### TEKS BACAAN ###

UMKMJATIM.COM – Perubahan iklim yang semakin sulit ditebak kini benar-benar dirasakan dampaknya oleh para petani cengkeh di Kecamatan Songgon.
Salah satu yang paling merasakan perubahan ini adalah perkebunan cengkeh Bayu Kidul.
Kepala Perkebunan Bayu Kidul, Sunarsis, menuturkan bahwa penurunan produksi telah berlangsung secara konsisten selama delapan tahun terakhir.
Suasana di rumah kebunnya yang dikelilingi pohon-pohon cengkeh tua menjadi pengingat masa-masa ketika pola musim masih berjalan normal dan panen berlangsung rutin.
Sunarsis mengenang bahwa dulu perbedaan musim sangat jelas—ketika memasuki musim hujan, curah hujan turun teratur, sementara pada musim kemarau panas terasa stabil selama berbulan-bulan.
“Dulu, iklim itu berjalan sangat tegas. Kalau musim hujan ya hujan, kalau musim panas ya panas. Setiap tahun tanaman bisa berbunga dan panen,” ujarnya pada Rabu, 26 November 2025.
Kondisi tersebut membuat petani dapat memperkirakan waktu berbunga dan panen dengan mudah, sehingga produktivitas relatif stabil dari tahun ke tahun.
Namun perubahan iklim yang terjadi dalam beberapa tahun terakhir membuat situasi berbalik.
Cengkeh merupakan tanaman yang memerlukan masa kering minimal dua bulan tanpa hujan untuk merangsang munculnya bunga.
Dalam kondisi ideal, tiga bulan kemarau akan menghasilkan pembungaan maksimal sehingga setiap pucuk mampu mengeluarkan bunga secara merata.
“Kalau bisa tiga bulan, lebih bagus lagi. Tiap pucuk bisa keluar bunga semua,” jelasnya.
Sayangnya, kondisi ideal tersebut kini hampir tidak pernah terjadi. Curah hujan yang meningkat dan musim kemarau yang tidak stabil mempengaruhi kemampuan tanaman dalam beradaptasi.
Musim panas sering kali hanya berlangsung sebentar, lalu kembali diguyur hujan sebelum tanaman siap berbunga.
Akibatnya, siklus berbunga menjadi tidak teratur dan hasil panen menurun tajam.

### DATA ###

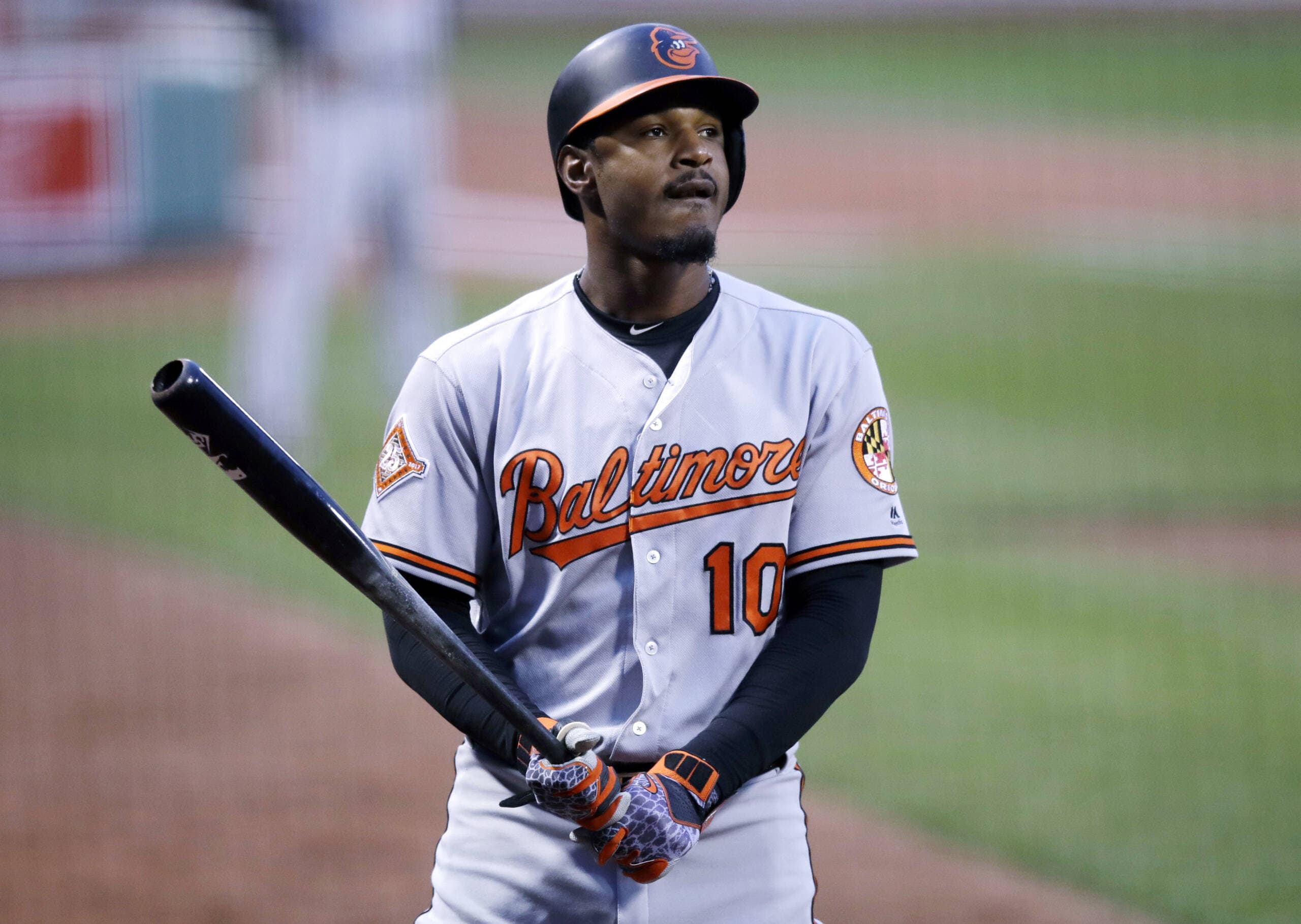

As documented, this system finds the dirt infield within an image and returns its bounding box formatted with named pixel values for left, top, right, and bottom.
left=0, top=521, right=1160, bottom=924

###

◆ TUJUAN 1:
Jawab pertanyaan berikut berdasarkan teks tentang perkebunan cengkeh Bayu Kidul:
(a) Siapa yang menjabat sebagai Kepala Perkebunan Bayu Kidul?
(b) Sudah berapa lama penurunan produksi berlangsung secara konsisten?
(c) Berapa lama masa kering tanpa hujan yang minimal diperlukan cengkeh untuk merangsang munculnya bunga?
◆ TUJUAN 2:
Tuliskan lanjutan teks tentang perkebunan cengkeh Bayu Kidul, dimulai setelah kalimat terakhirnya.

◆ JAWABAN 1:
(a) Sunarsis.
(b) Delapan tahun terakhir.
(c) Minimal dua bulan.

◆ JAWABAN 2:
“Kalau tidak ada musim panas dua sampai tiga bulan, cengkeh tidak bisa berbunga. Seolah-olah dibayi, tidak jadi panen,” keluhnya.
Situasi pada tahun 2025 semakin mempertegas tingkat keparahan masalah ini. Menurut Sunarsis, tahun ini merupakan tahun tanpa panen.
Kondisi tersebut jauh lebih buruk dibandingkan tahun 2024 ketika masih ada sedikit hasil, meskipun hujan yang terlalu basah membuat kualitasnya menurun.
“Tahun 2025 ini kosong. Tahun lalu 2024 masih ada panen kecil, tapi hujannya terlalu basah. Melihat kondisi sekarang, sepertinya tahun depan juga kosong lagi,” tuturnya.
Kondisi ini membuat banyak petani cengkeh di wilayah Songgon mengalami tekanan ekonomi yang cukup berat.
Penurunan produksi yang terus-menerus membuat biaya perawatan kebun tidak sebanding dengan hasil yang diterima.
Beberapa petani bahkan mulai mempertimbangkan diversifikasi tanaman agar tidak sepenuhnya bergantung pada cengkeh.
Meskipun demikian, Sunarsis berharap ada solusi jangka panjang yang dapat membantu petani beradaptasi dengan perubahan iklim,
baik melalui penyuluhan, penggunaan varietas cengkeh yang lebih adaptif, maupun pengembangan metode budidaya yang lebih tahan terhadap cuaca ekstrem.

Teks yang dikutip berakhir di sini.